Text under study -
━━━

Beyond the Main Product: How By-Product Feature Revolutionize Manufacturing Operations

The Reality Most ERP Systems Ignore

Manufacturing isn’t neat. For every primary product that rolls off your production line, there are secondary outputs – some valuable, some requiring disposal, all demanding proper tracking and costing. Yet most ERP systems treat manufacturing as a simple input-output equation, forcing businesses to use workarounds, spreadsheets, or simply ignore by-products altogether.

Modern manufacturing ERP systems are taking a different approach. Advanced by-product features acknowledge a fundamental truth: real-world production creates multiple outputs, and your system should handle that reality elegantly.

What Makes By-Products a Game-Changer

At first glance, by-product functionality might seem like a minor technical feature. But for manufacturers dealing with the messy reality of production, it’s transformative. Here’s why it matters:

Accurate Cost Accounting: When you produce lumber, you generate sawdust. When you process food, you create offcuts. Traditional systems force you to absorb these costs entirely into your main product or create complex manual adjustments. Odoo’s by-product feature automatically allocates costs across all outputs based on their actual value, giving you true product profitability.

━━━

Provided entries -

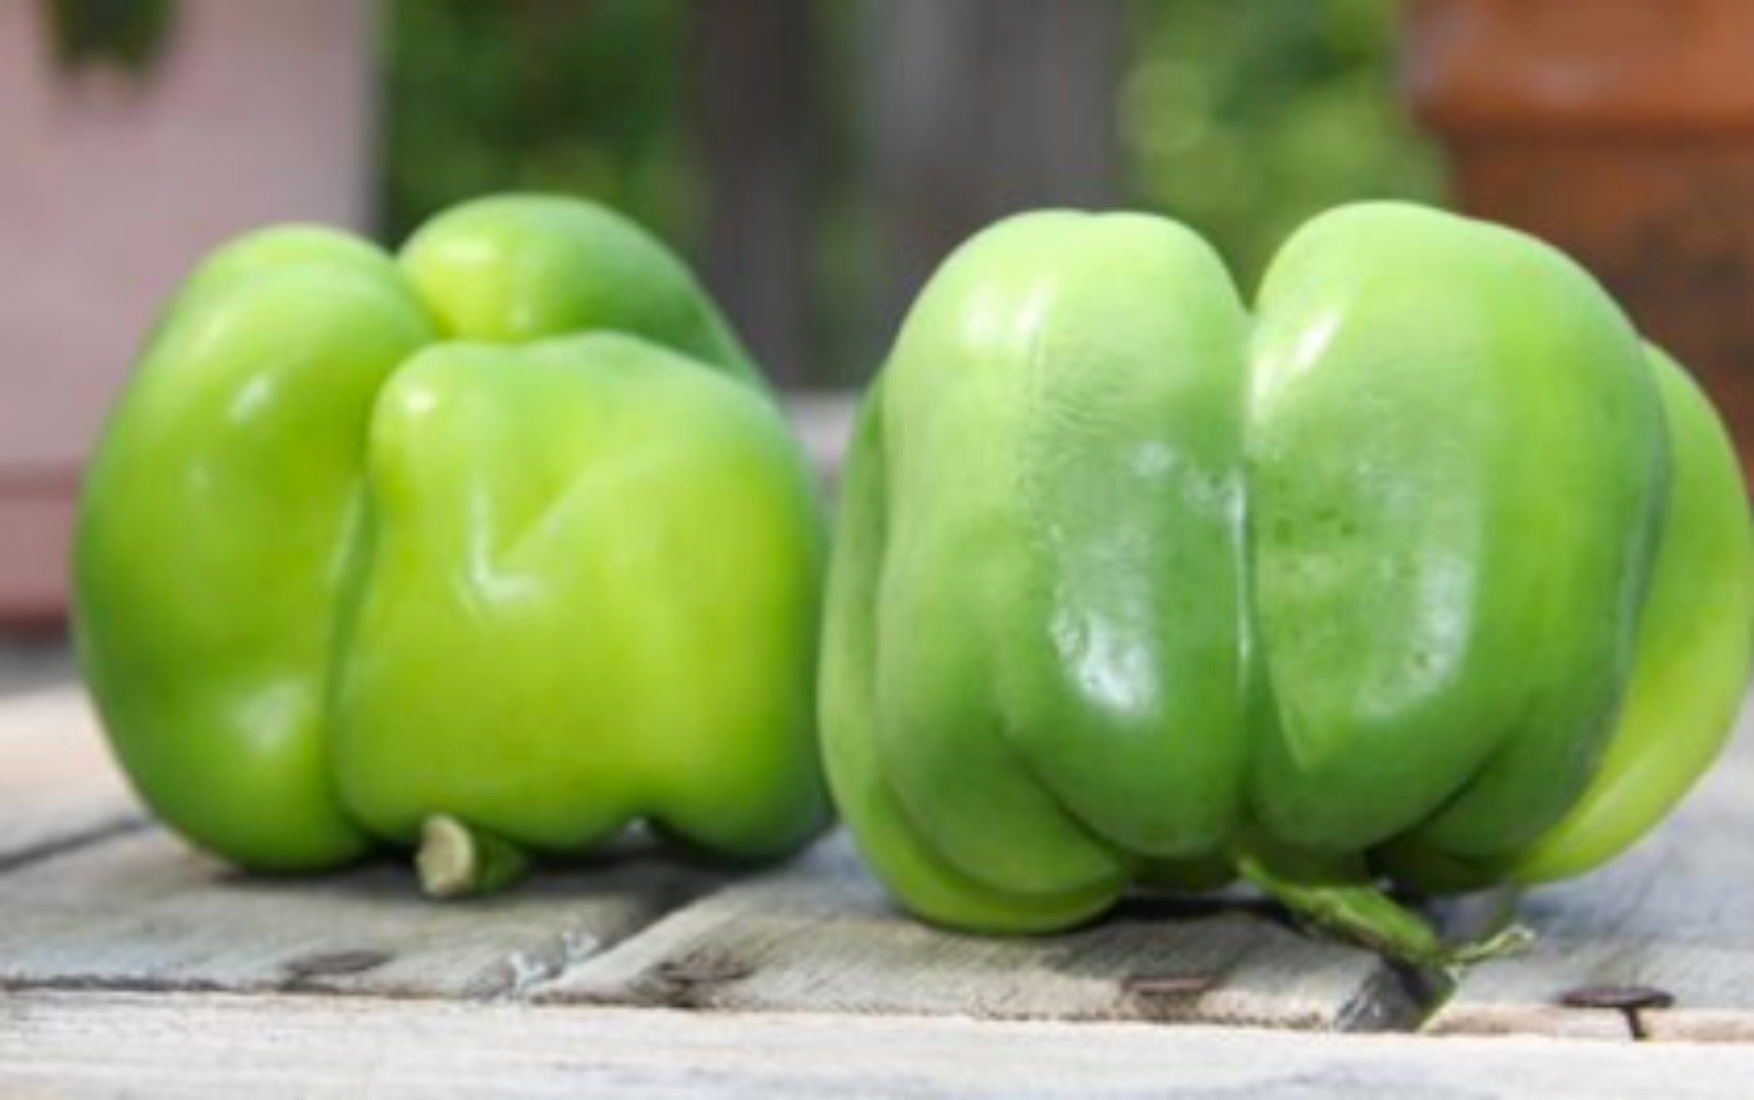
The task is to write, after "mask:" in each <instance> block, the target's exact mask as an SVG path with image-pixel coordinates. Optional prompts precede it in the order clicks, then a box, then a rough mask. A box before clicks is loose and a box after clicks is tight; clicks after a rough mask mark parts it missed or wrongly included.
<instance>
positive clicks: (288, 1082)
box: [0, 991, 1754, 1100]
mask: <svg viewBox="0 0 1754 1100" xmlns="http://www.w3.org/2000/svg"><path fill="white" fill-rule="evenodd" d="M1749 1081H1754V1047H1742V1046H1701V1044H1640V1046H1633V1044H1601V1042H1568V1040H1556V1039H1542V1037H1508V1039H1442V1040H1437V1039H1421V1037H1405V1035H1347V1037H1328V1035H1310V1033H1298V1032H1258V1030H1249V1028H1210V1026H1200V1025H1194V1026H1184V1028H1163V1026H1149V1025H1138V1023H1110V1025H1103V1026H1087V1025H1086V1026H1079V1025H1065V1023H1051V1021H973V1019H959V1018H949V1019H924V1018H917V1016H842V1014H819V1012H791V1014H768V1012H752V1014H714V1012H677V1011H665V1009H647V1011H630V1009H591V1007H565V1009H554V1007H533V1005H523V1004H519V1005H460V1004H454V1002H431V1000H426V1002H365V1000H360V998H335V996H324V998H319V996H286V995H275V996H223V995H158V996H144V995H128V993H84V995H70V993H63V991H33V993H16V995H11V996H5V998H0V1091H4V1093H7V1095H19V1093H26V1095H28V1093H30V1091H32V1089H39V1088H40V1089H44V1091H49V1093H53V1095H56V1096H63V1095H93V1093H102V1095H114V1093H123V1091H132V1089H139V1088H142V1086H146V1084H149V1086H151V1089H153V1091H156V1093H167V1095H179V1096H237V1095H240V1093H246V1091H254V1093H263V1091H267V1093H272V1095H282V1093H284V1095H300V1096H358V1095H361V1093H370V1095H421V1096H460V1095H496V1096H500V1095H517V1096H545V1095H568V1096H575V1095H605V1093H612V1095H642V1096H672V1095H674V1096H682V1095H688V1096H696V1095H702V1093H712V1095H723V1096H761V1098H786V1096H812V1098H814V1096H951V1095H954V1096H1019V1095H1030V1096H1163V1095H1172V1093H1173V1095H1201V1096H1254V1095H1273V1096H1277V1095H1296V1096H1345V1098H1347V1100H1356V1098H1365V1096H1477V1098H1493V1096H1579V1098H1586V1096H1587V1098H1589V1100H1594V1098H1598V1096H1605V1095H1615V1096H1621V1095H1649V1096H1665V1098H1687V1096H1722V1095H1738V1093H1740V1095H1745V1089H1747V1082H1749Z"/></svg>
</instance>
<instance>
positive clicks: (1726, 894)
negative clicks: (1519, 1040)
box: [1430, 709, 1754, 1042]
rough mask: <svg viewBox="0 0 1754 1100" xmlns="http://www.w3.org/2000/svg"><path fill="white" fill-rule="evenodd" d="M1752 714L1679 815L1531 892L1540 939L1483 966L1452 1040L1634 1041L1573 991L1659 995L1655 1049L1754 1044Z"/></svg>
mask: <svg viewBox="0 0 1754 1100" xmlns="http://www.w3.org/2000/svg"><path fill="white" fill-rule="evenodd" d="M1750 726H1754V709H1743V714H1742V723H1740V728H1738V732H1736V740H1735V744H1733V746H1731V747H1729V751H1728V753H1726V756H1724V760H1721V761H1719V763H1717V767H1715V768H1714V770H1712V774H1710V775H1707V777H1705V779H1703V781H1701V782H1700V786H1698V789H1694V793H1693V795H1691V796H1689V798H1687V802H1686V804H1684V805H1682V807H1680V811H1679V812H1677V814H1675V816H1673V818H1672V819H1670V821H1668V823H1665V825H1663V826H1659V828H1658V830H1654V832H1652V833H1651V835H1649V837H1645V839H1643V840H1640V842H1638V846H1636V847H1633V849H1631V851H1629V853H1626V854H1624V856H1622V858H1621V860H1617V861H1614V863H1612V865H1608V867H1605V868H1601V870H1598V872H1594V874H1591V875H1586V877H1582V879H1577V881H1572V882H1565V884H1558V886H1545V888H1538V889H1533V891H1529V893H1528V895H1526V896H1524V900H1522V916H1524V921H1526V923H1528V925H1529V926H1531V928H1535V932H1537V933H1538V935H1540V939H1538V940H1537V944H1535V947H1533V949H1531V951H1529V953H1526V954H1521V956H1515V958H1507V960H1500V961H1491V963H1484V965H1480V967H1477V968H1475V970H1473V972H1472V974H1470V975H1468V977H1466V981H1465V982H1463V984H1461V989H1459V991H1458V993H1456V995H1454V996H1452V998H1451V1000H1449V1004H1445V1005H1444V1009H1442V1011H1440V1012H1437V1016H1435V1018H1433V1019H1431V1025H1430V1026H1431V1030H1435V1032H1444V1033H1505V1032H1524V1033H1526V1032H1533V1033H1551V1035H1626V1033H1628V1030H1629V1023H1628V1019H1626V1018H1624V1016H1622V1014H1621V1012H1617V1011H1603V1009H1568V1007H1565V1005H1561V1004H1559V1000H1561V998H1563V996H1565V995H1566V993H1568V991H1573V989H1586V988H1601V986H1607V988H1626V986H1649V988H1656V989H1661V991H1665V993H1670V995H1673V996H1675V1007H1672V1009H1665V1011H1649V1012H1642V1014H1640V1019H1642V1026H1643V1028H1645V1030H1647V1032H1649V1035H1651V1037H1652V1039H1719V1040H1743V1042H1754V730H1750Z"/></svg>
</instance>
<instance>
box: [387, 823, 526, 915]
mask: <svg viewBox="0 0 1754 1100" xmlns="http://www.w3.org/2000/svg"><path fill="white" fill-rule="evenodd" d="M414 868H416V872H417V874H419V879H421V889H423V891H424V893H426V896H430V898H468V896H479V895H484V893H495V891H498V889H503V888H505V886H510V884H512V882H516V881H517V879H521V877H524V874H526V872H528V870H530V854H528V853H524V849H521V847H517V846H516V844H512V842H510V840H505V839H503V837H496V835H493V833H488V832H482V830H479V828H474V826H472V825H468V823H465V821H461V819H458V818H453V816H451V814H431V816H430V818H426V819H424V821H423V823H421V846H419V849H417V851H416V853H414Z"/></svg>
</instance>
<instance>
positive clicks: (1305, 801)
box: [823, 204, 1754, 965]
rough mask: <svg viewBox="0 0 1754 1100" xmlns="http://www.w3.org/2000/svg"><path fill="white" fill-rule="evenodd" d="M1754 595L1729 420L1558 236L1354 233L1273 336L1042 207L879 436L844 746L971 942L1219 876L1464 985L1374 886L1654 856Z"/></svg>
mask: <svg viewBox="0 0 1754 1100" xmlns="http://www.w3.org/2000/svg"><path fill="white" fill-rule="evenodd" d="M952 472H954V474H952ZM1700 593H1708V595H1700ZM1750 607H1754V596H1750V584H1749V526H1747V505H1745V498H1743V495H1742V486H1740V477H1738V472H1736V467H1735V463H1733V456H1731V453H1729V447H1728V442H1726V439H1724V433H1722V426H1721V425H1719V423H1717V419H1715V416H1714V414H1712V412H1710V409H1708V405H1705V404H1703V402H1701V400H1700V398H1698V395H1696V391H1693V389H1691V386H1689V384H1687V382H1686V379H1684V377H1682V375H1680V372H1679V368H1675V367H1673V365H1672V363H1670V361H1668V360H1666V358H1665V356H1661V353H1656V351H1651V353H1649V356H1647V353H1645V349H1643V346H1642V344H1640V340H1638V339H1636V333H1633V330H1631V326H1629V325H1628V323H1626V321H1624V318H1622V316H1621V314H1619V311H1617V309H1615V307H1614V304H1612V302H1610V300H1608V298H1607V295H1605V293H1601V291H1600V288H1596V284H1594V282H1593V281H1591V279H1589V277H1587V275H1586V274H1584V272H1582V270H1579V268H1577V267H1575V265H1572V263H1570V261H1568V260H1565V258H1563V256H1559V254H1558V253H1554V251H1552V249H1547V247H1545V246H1540V244H1538V242H1533V240H1531V239H1526V237H1521V235H1517V233H1512V232H1508V230H1501V228H1496V226H1487V225H1482V223H1470V221H1465V219H1459V218H1452V216H1445V214H1437V212H1430V211H1421V209H1414V207H1405V205H1396V204H1370V205H1361V207H1352V209H1342V211H1337V212H1333V214H1330V216H1324V218H1321V219H1317V221H1315V223H1312V225H1310V226H1307V228H1305V230H1301V232H1300V233H1298V235H1296V237H1294V239H1293V242H1291V244H1287V246H1286V249H1284V251H1282V253H1280V256H1279V260H1277V261H1275V263H1273V267H1272V270H1270V274H1268V277H1266V281H1265V286H1263V291H1261V295H1259V302H1258V307H1256V312H1254V316H1252V318H1251V316H1249V314H1247V312H1245V311H1244V307H1242V304H1240V300H1238V296H1237V293H1235V289H1233V288H1231V284H1230V279H1228V275H1226V274H1224V270H1223V267H1221V263H1219V261H1217V260H1216V256H1214V254H1212V253H1210V249H1209V247H1207V246H1205V244H1203V242H1201V240H1198V237H1194V235H1193V233H1187V232H1186V230H1182V228H1180V226H1175V225H1173V223H1168V221H1163V219H1154V218H1144V216H1102V218H1087V216H1080V214H1070V212H1045V214H1030V216H1021V218H1014V219H1009V221H1005V223H1000V225H998V226H995V228H993V230H988V232H986V233H982V235H979V237H975V239H973V240H972V242H970V244H968V246H965V247H963V249H961V251H958V253H956V254H954V256H952V258H951V260H949V261H947V263H945V265H944V267H942V268H940V272H938V274H937V275H935V277H933V281H931V282H930V284H928V288H926V289H924V291H923V295H921V298H919V300H917V302H916V305H914V311H912V312H910V314H909V319H907V323H905V325H903V330H902V335H900V339H898V342H896V347H895V351H893V353H891V356H889V360H888V363H886V367H884V370H882V375H881V382H879V386H875V388H873V389H872V393H870V395H868V396H866V402H865V407H863V411H861V423H859V432H858V435H856V440H854V446H852V453H851V458H849V468H847V484H845V489H844V500H842V511H840V519H838V546H837V554H835V561H833V568H831V579H830V611H828V628H826V646H824V693H823V726H824V742H826V763H828V772H830V782H831V786H833V789H835V793H837V802H838V804H840V807H842V812H844V814H845V818H847V819H849V823H851V826H852V828H854V832H856V835H858V839H859V842H861V849H863V851H865V853H866V854H868V858H870V860H872V863H873V865H875V867H877V870H879V874H881V875H882V877H884V879H886V881H888V882H889V886H891V888H893V889H895V891H896V895H898V896H900V898H902V900H903V904H907V905H909V907H910V909H914V911H916V912H919V914H923V916H926V918H928V919H933V921H938V923H945V925H952V926H966V928H979V930H991V932H1040V930H1052V928H1063V926H1066V925H1072V923H1077V921H1080V919H1086V918H1089V916H1094V914H1096V912H1100V911H1103V909H1107V907H1109V905H1110V904H1112V902H1114V900H1116V898H1117V896H1119V895H1121V893H1123V891H1124V889H1126V888H1128V884H1130V882H1131V881H1135V879H1137V877H1140V875H1142V874H1144V875H1149V877H1152V879H1156V881H1163V879H1168V881H1172V882H1173V881H1175V875H1177V870H1175V867H1173V865H1172V867H1170V868H1168V870H1165V868H1163V867H1158V868H1156V870H1152V863H1158V861H1165V860H1170V861H1187V860H1194V861H1205V863H1207V865H1210V863H1212V861H1214V860H1217V861H1230V863H1231V867H1235V868H1238V870H1240V872H1242V874H1245V875H1247V877H1251V879H1254V881H1256V882H1258V884H1261V886H1265V888H1266V889H1268V891H1270V893H1273V895H1275V896H1279V898H1280V900H1282V902H1284V904H1287V905H1289V907H1291V909H1294V911H1300V912H1303V914H1305V916H1308V918H1310V919H1314V921H1317V923H1323V925H1326V926H1330V928H1333V930H1337V932H1340V933H1342V935H1347V937H1351V939H1354V940H1363V942H1370V944H1372V946H1377V947H1380V949H1386V951H1389V953H1391V954H1400V956H1401V958H1408V960H1414V961H1422V963H1435V965H1444V963H1445V961H1452V960H1458V958H1463V956H1466V954H1470V947H1466V946H1461V947H1451V946H1442V944H1438V942H1437V939H1435V935H1433V933H1431V932H1430V928H1426V926H1424V925H1422V921H1419V918H1417V916H1414V914H1410V912H1405V911H1401V909H1398V907H1394V904H1393V902H1391V900H1389V898H1387V896H1386V895H1382V893H1380V891H1379V877H1380V875H1384V874H1391V875H1393V877H1398V879H1400V881H1403V882H1412V884H1417V886H1422V888H1431V889H1454V888H1463V886H1468V888H1473V886H1480V884H1486V882H1496V881H1533V879H1544V877H1552V875H1558V874H1575V872H1579V870H1584V868H1587V867H1591V865H1594V863H1600V861H1601V860H1605V858H1608V856H1612V854H1614V853H1615V851H1619V849H1621V847H1624V846H1626V844H1629V842H1631V840H1633V839H1636V835H1640V833H1642V832H1643V830H1645V828H1649V826H1651V825H1652V823H1654V821H1656V819H1659V818H1661V816H1663V814H1665V812H1666V811H1668V809H1670V807H1672V805H1673V802H1675V800H1679V798H1680V795H1682V793H1684V791H1686V788H1687V786H1689V784H1691V781H1693V777H1694V775H1696V774H1698V772H1700V770H1701V768H1703V767H1705V765H1707V763H1708V761H1710V758H1712V756H1714V754H1715V751H1717V747H1719V744H1721V742H1722V737H1724V735H1726V732H1728V728H1729V719H1731V718H1733V712H1735V709H1736V705H1738V702H1740V695H1742V684H1743V677H1745V668H1747V656H1749V626H1750ZM1682 623H1686V625H1687V626H1686V628H1684V626H1682ZM1680 654H1686V656H1680ZM1684 670H1686V672H1684ZM1603 807H1605V809H1603ZM1184 865H1186V863H1184ZM1207 877H1210V875H1207Z"/></svg>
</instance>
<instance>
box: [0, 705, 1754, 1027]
mask: <svg viewBox="0 0 1754 1100" xmlns="http://www.w3.org/2000/svg"><path fill="white" fill-rule="evenodd" d="M1749 749H1750V746H1749V742H1747V739H1743V742H1742V746H1740V749H1738V751H1736V754H1735V756H1733V760H1731V761H1726V765H1722V767H1721V768H1719V770H1717V772H1715V774H1714V777H1712V779H1710V781H1708V782H1707V786H1705V788H1703V789H1701V791H1700V793H1698V796H1696V798H1694V800H1693V802H1691V804H1689V805H1687V809H1686V811H1684V814H1682V816H1680V819H1679V821H1677V823H1673V825H1672V826H1668V828H1665V830H1663V832H1661V833H1659V835H1658V837H1654V839H1652V840H1649V842H1645V844H1643V846H1642V847H1640V849H1638V851H1636V853H1635V854H1631V856H1629V858H1628V860H1624V861H1622V863H1621V865H1617V867H1615V868H1614V870H1610V872H1605V874H1600V875H1594V877H1591V879H1586V881H1580V882H1577V884H1568V886H1563V888H1556V889H1549V891H1538V893H1537V895H1535V896H1533V900H1531V902H1529V904H1528V905H1526V912H1528V916H1529V919H1531V923H1533V925H1535V926H1537V930H1540V932H1544V940H1542V942H1540V946H1538V947H1537V949H1535V953H1531V954H1529V956H1526V958H1515V960H1505V961H1500V963H1491V965H1487V967H1480V968H1477V970H1475V972H1473V974H1470V975H1468V977H1466V979H1465V981H1463V984H1461V989H1459V991H1458V993H1456V996H1452V998H1451V1000H1449V1002H1447V1004H1445V1005H1444V1007H1442V1009H1440V1011H1438V1012H1437V1016H1435V1019H1433V1028H1435V1030H1438V1032H1537V1033H1563V1035H1598V1037H1614V1039H1624V1037H1626V1035H1628V1030H1626V1023H1624V1019H1621V1018H1619V1016H1617V1014H1614V1012H1600V1011H1598V1012H1593V1011H1577V1009H1559V1007H1558V1005H1556V998H1558V996H1559V995H1561V993H1565V991H1566V989H1572V988H1577V986H1582V984H1615V982H1631V981H1636V982H1638V984H1658V986H1663V988H1666V989H1670V991H1673V993H1675V995H1677V996H1679V998H1680V1005H1679V1007H1677V1009H1673V1011H1668V1012H1661V1014H1652V1016H1649V1018H1647V1030H1649V1032H1651V1033H1652V1035H1654V1037H1663V1039H1735V1040H1740V1039H1754V977H1750V967H1749V958H1750V956H1754V944H1750V937H1754V893H1750V891H1754V875H1749V874H1745V872H1747V870H1750V867H1749V853H1747V851H1745V849H1747V846H1745V844H1742V839H1743V837H1747V835H1750V818H1754V812H1750V811H1754V805H1750V802H1749V796H1747V791H1749V789H1750V786H1749V784H1750V782H1754V775H1750V772H1754V767H1750V753H1749ZM21 777H23V779H21ZM137 823H139V811H137V809H135V807H133V804H132V800H128V796H126V793H125V791H123V788H121V784H119V781H118V779H116V775H114V768H112V767H111V765H109V761H107V756H105V754H103V751H102V747H100V746H98V737H96V733H95V730H93V726H91V719H89V714H88V712H86V709H84V704H82V700H81V696H79V695H77V691H74V689H60V691H51V693H39V695H32V696H23V698H18V700H12V702H4V704H0V867H9V865H11V870H7V872H5V874H0V912H4V921H0V984H5V986H11V988H14V989H26V988H35V989H68V988H82V989H139V991H158V993H170V991H203V989H205V991H239V993H258V995H260V993H274V991H286V989H300V991H330V993H356V995H379V996H431V998H531V1000H542V1002H554V1004H596V1005H645V1007H698V1009H723V1011H737V1012H772V1011H788V1012H789V1011H800V1012H847V1014H924V1016H979V1018H1000V1019H1031V1018H1047V1019H1080V1021H1112V1019H1173V1021H1193V1023H1224V1025H1263V1026H1280V1028H1308V1030H1384V1028H1389V1030H1405V1028H1412V1026H1417V1025H1419V1023H1421V1019H1422V1016H1424V1012H1426V1009H1428V1007H1430V1002H1431V1000H1433V998H1435V996H1437V995H1438V993H1440V989H1433V988H1430V986H1422V984H1421V982H1419V981H1417V979H1414V977H1410V975H1405V974H1401V972H1396V970H1393V968H1387V967H1384V965H1382V963H1380V961H1379V960H1375V958H1373V956H1370V954H1366V953H1361V951H1354V949H1351V947H1345V946H1338V944H1328V942H1317V940H1308V939H1305V937H1301V935H1298V933H1294V932H1291V930H1289V928H1286V926H1284V925H1282V923H1280V921H1279V919H1277V918H1273V916H1272V914H1270V911H1268V909H1265V907H1261V905H1237V904H1212V902H1156V900H1142V902H1138V904H1135V905H1130V907H1128V909H1123V912H1119V914H1117V916H1114V918H1110V919H1107V921H1102V923H1098V925H1094V926H1093V928H1087V930H1082V932H1077V933H1070V935H1061V937H1049V939H1038V940H1003V939H982V937H961V935H951V933H944V932H937V930H931V928H924V926H921V925H917V923H914V921H909V919H905V918H900V916H898V914H895V912H893V911H891V909H889V905H888V904H886V900H884V898H882V893H881V889H879V888H877V886H875V882H872V881H870V877H868V875H866V874H865V872H863V868H861V867H859V865H858V861H856V860H854V856H852V853H851V849H849V846H847V844H845V840H844V837H835V839H830V840H826V842H824V844H821V846H817V847H816V849H814V851H812V853H809V854H807V856H805V858H802V860H798V861H795V863H793V865H789V867H782V868H777V870H772V872H766V874H759V875H751V877H744V879H735V881H731V879H724V877H721V875H717V874H714V872H710V870H703V868H698V867H689V865H682V863H674V861H667V860H660V858H635V860H617V861H612V863H609V865H600V867H588V868H568V870H560V872H549V874H544V875H542V877H538V879H537V881H535V882H531V884H526V886H524V888H521V889H517V891H512V893H509V895H505V896H502V898H495V900H489V902H482V904H463V905H435V904H428V902H423V900H419V898H417V896H416V895H414V886H412V881H410V877H409V875H407V874H405V872H403V870H400V868H395V867H388V865H381V867H370V868H361V870H354V872H347V874H340V875H326V877H316V879H302V881H274V879H261V877H249V875H239V874H232V872H226V870H225V868H221V867H217V865H214V863H210V861H207V860H203V858H200V856H196V854H193V853H189V851H186V849H184V847H182V846H181V844H179V842H175V840H174V839H170V837H168V835H165V833H163V832H161V830H158V828H144V826H139V825H137ZM7 853H11V854H7ZM1738 860H1740V863H1738ZM1736 867H1742V868H1743V874H1742V877H1740V879H1738V877H1736V874H1735V868H1736ZM1701 898H1703V900H1705V902H1701Z"/></svg>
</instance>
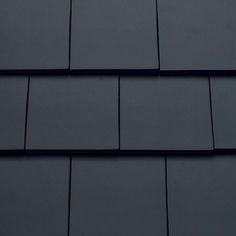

━━━

Activity 1 - Write out the by-product article's wording between "Manufacturing isn’t neat." and "that reality elegantly.", inclusive.
Activity 2 - Please repeat the records from their start through the line holding "box: [0, 991, 1754, 1100]", both ends included, and leave the pictures out.

Exercise answer 1 -
Manufacturing isn’t neat. For every primary product that rolls off your production line, there are secondary outputs – some valuable, some requiring disposal, all demanding proper tracking and costing. Yet most ERP systems treat manufacturing as a simple input-output equation, forcing businesses to use workarounds, spreadsheets, or simply ignore by-products altogether.

Modern manufacturing ERP systems are taking a different approach. Advanced by-product features acknowledge a fundamental truth: real-world production creates multiple outputs, and your system should handle that reality elegantly.

Exercise answer 2 -
The task is to write, after "mask:" in each <instance> block, the target's exact mask as an SVG path with image-pixel coordinates. Optional prompts precede it in the order clicks, then a box, then a rough mask. A box before clicks is loose and a box after clicks is tight; clicks after a rough mask mark parts it missed or wrongly included.
<instance>
positive clicks: (288, 1082)
box: [0, 991, 1754, 1100]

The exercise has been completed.